▶
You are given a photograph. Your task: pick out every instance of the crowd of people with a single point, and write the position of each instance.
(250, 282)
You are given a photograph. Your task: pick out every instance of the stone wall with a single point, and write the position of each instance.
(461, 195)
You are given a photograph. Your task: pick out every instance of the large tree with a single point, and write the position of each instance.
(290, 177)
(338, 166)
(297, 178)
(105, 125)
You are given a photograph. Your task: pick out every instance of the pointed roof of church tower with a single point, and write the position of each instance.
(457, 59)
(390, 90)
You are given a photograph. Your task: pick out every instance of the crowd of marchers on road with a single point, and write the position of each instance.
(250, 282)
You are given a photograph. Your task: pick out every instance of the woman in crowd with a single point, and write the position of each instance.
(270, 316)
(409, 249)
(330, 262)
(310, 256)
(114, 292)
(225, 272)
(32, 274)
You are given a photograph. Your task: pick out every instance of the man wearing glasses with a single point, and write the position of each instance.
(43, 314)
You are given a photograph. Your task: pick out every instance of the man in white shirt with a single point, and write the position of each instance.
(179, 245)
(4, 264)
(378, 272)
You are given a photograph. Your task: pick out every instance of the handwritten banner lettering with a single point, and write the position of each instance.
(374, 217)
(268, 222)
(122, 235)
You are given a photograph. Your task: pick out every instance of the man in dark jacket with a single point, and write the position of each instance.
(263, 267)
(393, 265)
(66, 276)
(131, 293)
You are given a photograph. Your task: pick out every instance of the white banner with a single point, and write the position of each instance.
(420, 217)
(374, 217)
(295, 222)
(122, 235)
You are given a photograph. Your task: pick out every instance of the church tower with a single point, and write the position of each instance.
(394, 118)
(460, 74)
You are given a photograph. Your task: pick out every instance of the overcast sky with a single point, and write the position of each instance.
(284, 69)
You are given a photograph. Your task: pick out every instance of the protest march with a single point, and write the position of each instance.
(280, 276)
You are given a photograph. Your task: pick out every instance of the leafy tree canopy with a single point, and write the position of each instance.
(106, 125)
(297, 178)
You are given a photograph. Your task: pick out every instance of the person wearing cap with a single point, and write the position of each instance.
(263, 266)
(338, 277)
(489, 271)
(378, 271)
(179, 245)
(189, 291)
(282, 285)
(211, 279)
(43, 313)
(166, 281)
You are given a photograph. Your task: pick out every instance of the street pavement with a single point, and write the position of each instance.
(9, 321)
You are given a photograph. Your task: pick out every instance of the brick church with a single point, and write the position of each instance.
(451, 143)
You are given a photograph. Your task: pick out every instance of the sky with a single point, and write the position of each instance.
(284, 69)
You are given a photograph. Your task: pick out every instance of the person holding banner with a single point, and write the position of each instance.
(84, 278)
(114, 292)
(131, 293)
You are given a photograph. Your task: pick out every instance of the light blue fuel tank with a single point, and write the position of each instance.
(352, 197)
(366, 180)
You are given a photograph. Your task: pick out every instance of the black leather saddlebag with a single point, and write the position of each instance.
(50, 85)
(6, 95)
◀
→ **TASK STATEMENT**
All of the lines above should be returned exactly as written.

→ **YOUR RESPONSE**
You are given a photograph. Your task: pick out every instance of the crowd of people with a single point, and write the position of each instance.
(250, 282)
You are given a photograph. Your task: pick out every instance of the stone wall with a single point, and write the position of each instance.
(461, 195)
You are given a photograph. Your task: pick out every instance of the large tree with a single point, and write the position of each instance.
(290, 177)
(338, 166)
(297, 178)
(105, 125)
You are given a photograph. Your task: pick out every instance of the pointed roof of church tower with a single point, and write the position of each instance.
(457, 59)
(390, 90)
You are given a photograph. Your task: pick out every instance of the crowd of marchers on road with a single point, and write the position of each instance.
(250, 282)
You are given a photograph. Your task: pick out every instance of the woman in crowd with a single point, and write the position of each instance.
(270, 316)
(409, 249)
(330, 262)
(310, 256)
(114, 292)
(225, 272)
(32, 274)
You are given a photograph. Your task: pick out every instance of the man wearing glasses with a single point, and write the position of each instance.
(43, 314)
You are given a photograph. Your task: pick out every instance of the man in white shirt with a single point, and write the position of each instance.
(179, 245)
(4, 264)
(378, 272)
You are given a photograph. Your task: pick out every instance of the handwritten banner lettering with a single point, and write the position of each instance.
(374, 217)
(268, 222)
(122, 235)
You are given a photograph. Your task: pick out every instance of the man in dark jacket with a single point, and write the position of each instance.
(263, 267)
(393, 265)
(66, 276)
(131, 293)
You are given a photograph. Your task: pick out every instance of the white banner with a single point, and write the position of each instance.
(420, 217)
(374, 217)
(295, 222)
(122, 235)
You are given a photograph. Your task: pick out every instance of the church tower with a single point, and write the position of each instance.
(394, 118)
(460, 74)
You are given a photograph. Your task: pick out every instance of the overcast sky with a single point, and write the position of each instance.
(284, 69)
You are given a photograph. Your task: pick out every instance of the protest march with a single point, and write the position of each instance.
(280, 276)
You are given a photograph. Your task: pick out every instance of the leafy tree canopy with a single point, and write the position of each instance.
(106, 125)
(297, 178)
You are given a photograph. Your task: pick out every instance of the person wearing cap with a single point, and write the position of each instance.
(263, 266)
(338, 277)
(489, 271)
(378, 271)
(179, 245)
(189, 291)
(282, 285)
(211, 279)
(43, 313)
(166, 281)
You are given a photograph. Your task: pick out every instance of the street pavement with a single point, and write the position of each instance.
(9, 321)
You are given a photograph. Your task: pick out every instance of the brick church with a single point, and write the position of each instance.
(451, 143)
You are given a photograph. Your task: pick out every instance of the sky with a single point, and write the position of each instance.
(284, 69)
You are given a photograph. Your task: pick out every instance of the person holding banner with a single point, and write the position of each instance.
(84, 278)
(114, 292)
(131, 293)
You are given a photograph. Your task: pick out every instance of the light blue fuel tank with a single point, and write the position of each instance.
(352, 197)
(366, 180)
You are given a photograph. Your task: pick out every instance of the black leather saddlebag with a single point, and write the position of each instance.
(50, 85)
(6, 95)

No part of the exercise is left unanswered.